(EXTRACTED INFORMATION):
□ □ □ □ □

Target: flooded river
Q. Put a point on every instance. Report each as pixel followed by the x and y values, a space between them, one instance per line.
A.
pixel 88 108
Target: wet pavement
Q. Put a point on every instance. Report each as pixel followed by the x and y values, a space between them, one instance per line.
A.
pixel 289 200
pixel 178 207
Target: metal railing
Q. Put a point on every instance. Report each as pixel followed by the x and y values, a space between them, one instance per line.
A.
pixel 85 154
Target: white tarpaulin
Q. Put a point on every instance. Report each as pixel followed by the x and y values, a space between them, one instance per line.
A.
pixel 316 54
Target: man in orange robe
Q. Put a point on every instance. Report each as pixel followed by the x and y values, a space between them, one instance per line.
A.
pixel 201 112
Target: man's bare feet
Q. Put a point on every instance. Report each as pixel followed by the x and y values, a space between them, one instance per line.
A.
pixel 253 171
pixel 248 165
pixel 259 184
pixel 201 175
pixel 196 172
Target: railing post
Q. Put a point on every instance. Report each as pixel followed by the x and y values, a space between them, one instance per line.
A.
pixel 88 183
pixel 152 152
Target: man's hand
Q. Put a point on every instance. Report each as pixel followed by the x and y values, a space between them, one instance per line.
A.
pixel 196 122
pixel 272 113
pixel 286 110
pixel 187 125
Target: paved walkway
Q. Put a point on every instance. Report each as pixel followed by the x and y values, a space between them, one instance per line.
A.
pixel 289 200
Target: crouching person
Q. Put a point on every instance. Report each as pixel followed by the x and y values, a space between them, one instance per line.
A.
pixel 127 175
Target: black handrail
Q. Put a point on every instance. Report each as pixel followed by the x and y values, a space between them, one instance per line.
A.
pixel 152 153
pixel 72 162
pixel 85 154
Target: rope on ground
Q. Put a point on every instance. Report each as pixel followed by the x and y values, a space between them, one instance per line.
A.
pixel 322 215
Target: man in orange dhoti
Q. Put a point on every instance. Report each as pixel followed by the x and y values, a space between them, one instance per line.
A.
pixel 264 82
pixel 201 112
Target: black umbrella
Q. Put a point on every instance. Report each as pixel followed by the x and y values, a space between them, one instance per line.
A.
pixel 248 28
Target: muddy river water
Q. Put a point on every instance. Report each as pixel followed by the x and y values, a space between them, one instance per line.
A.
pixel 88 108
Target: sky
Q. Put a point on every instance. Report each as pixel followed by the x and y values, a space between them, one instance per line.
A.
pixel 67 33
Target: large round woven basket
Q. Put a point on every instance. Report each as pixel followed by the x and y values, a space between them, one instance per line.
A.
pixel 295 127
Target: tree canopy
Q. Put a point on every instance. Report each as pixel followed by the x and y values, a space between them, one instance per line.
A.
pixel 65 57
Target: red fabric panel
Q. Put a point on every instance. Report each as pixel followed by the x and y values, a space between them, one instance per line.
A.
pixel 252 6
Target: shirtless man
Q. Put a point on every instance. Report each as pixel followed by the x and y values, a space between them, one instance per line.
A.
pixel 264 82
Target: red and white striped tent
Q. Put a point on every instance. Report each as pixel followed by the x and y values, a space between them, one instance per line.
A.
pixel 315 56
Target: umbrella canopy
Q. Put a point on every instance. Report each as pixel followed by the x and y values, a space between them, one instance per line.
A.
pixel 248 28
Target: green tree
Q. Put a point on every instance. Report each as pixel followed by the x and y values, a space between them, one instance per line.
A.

□ □ □ □ □

Write out every row above verbatim, from the first line to the last, with no changes.

(OUTPUT FOR THIS TASK):
Target: flooded river
Q. Put a point on every instance. Report each as pixel followed by the x and y values, a space between them, one instance per line.
A.
pixel 88 108
Target: wet pavement
Q. Put a point on every instance. Report each as pixel followed by the x and y values, a space between them, one instance per line.
A.
pixel 289 200
pixel 178 207
Target: metal railing
Q. Put a point on every instance. Report each as pixel followed by the x and y values, a space between them, one instance per line.
A.
pixel 85 154
Target: white tarpaulin
Q. Put a point on every instance. Report each as pixel followed by the x and y values, a space between them, one instance per line.
A.
pixel 316 54
Target: man in orange robe
Q. Put a point on every instance. Report each as pixel followed by the x and y values, a space between them, one instance per line.
A.
pixel 201 112
Target: man's bare feet
Q. Put a point on every instance. Report each as pixel followed by the x and y values, a space between them, one instance per line.
A.
pixel 253 171
pixel 248 165
pixel 259 184
pixel 201 175
pixel 196 172
Target: railing post
Q. Put a point on every instance. Report each as pixel followed by the x and y values, a space between them, one instance per line.
A.
pixel 88 183
pixel 152 152
Target: man's hand
Q. Put a point on every instance. Report each as pixel followed by the x and y values, a space between them, one instance per line.
A.
pixel 196 122
pixel 272 113
pixel 286 110
pixel 187 125
Target: paved walkway
Q. Put a point on every instance. Report each as pixel followed by the x and y values, a space between them, one instance per line.
A.
pixel 289 200
Target: crouching person
Q. Put a point on every instance. Report each as pixel followed by the x and y values, a space between them, one instance per line.
A.
pixel 127 175
Target: black handrail
Q. Put a point on every instance. Report each as pixel followed by the x and y values, a space between them, one instance per line.
A.
pixel 152 153
pixel 72 162
pixel 85 154
Target: rope on ground
Q. Put a point on every instance. Report each as pixel followed by the x and y values, a space between them, one instance per line.
A.
pixel 322 215
Target: man in orange dhoti
Q. Put a point on every instance. Report each as pixel followed by the x and y values, a space between them, one instance per line.
A.
pixel 264 82
pixel 201 112
Target: black umbrella
Q. Put a point on every instance. Report each as pixel followed by the x and y values, a space between them, one instance per line.
A.
pixel 248 28
Target: muddy river water
Q. Put a point on every instance. Report each as pixel followed by the x and y values, a space between them, one instance per line.
A.
pixel 88 108
Target: sky
Q. Put a point on every instance. Report each as pixel followed by the x and y values, a space between them, one instance per line.
A.
pixel 67 33
Target: large round woven basket
Q. Put a point on every instance. Report each as pixel followed by the x and y values, a space between them, one instance per line.
A.
pixel 295 127
Target: tree canopy
Q. Put a point on every instance. Report each as pixel followed by the x and y values, a space between them, one instance per line.
A.
pixel 65 57
Target: red fabric panel
Q. Put a point on every instance. Report each as pixel followed by the x and y values, a space between them, one instance per line.
A.
pixel 252 6
Target: shirtless man
Q. Put a point on every instance. Report each as pixel followed by the x and y values, a space between them, one instance per line.
A.
pixel 264 82
Target: red and white striped tent
Q. Put a point on every instance. Report each as pixel followed by the x and y values, a space between them, one instance per line.
A.
pixel 315 56
Target: umbrella canopy
Q. Put a point on every instance. Report each as pixel followed by the x and y values, a space between them, one instance per line.
A.
pixel 248 28
Target: green tree
Q. Put a point on every instance. Report each as pixel followed by the x and y values, a space between them, one instance per line.
A.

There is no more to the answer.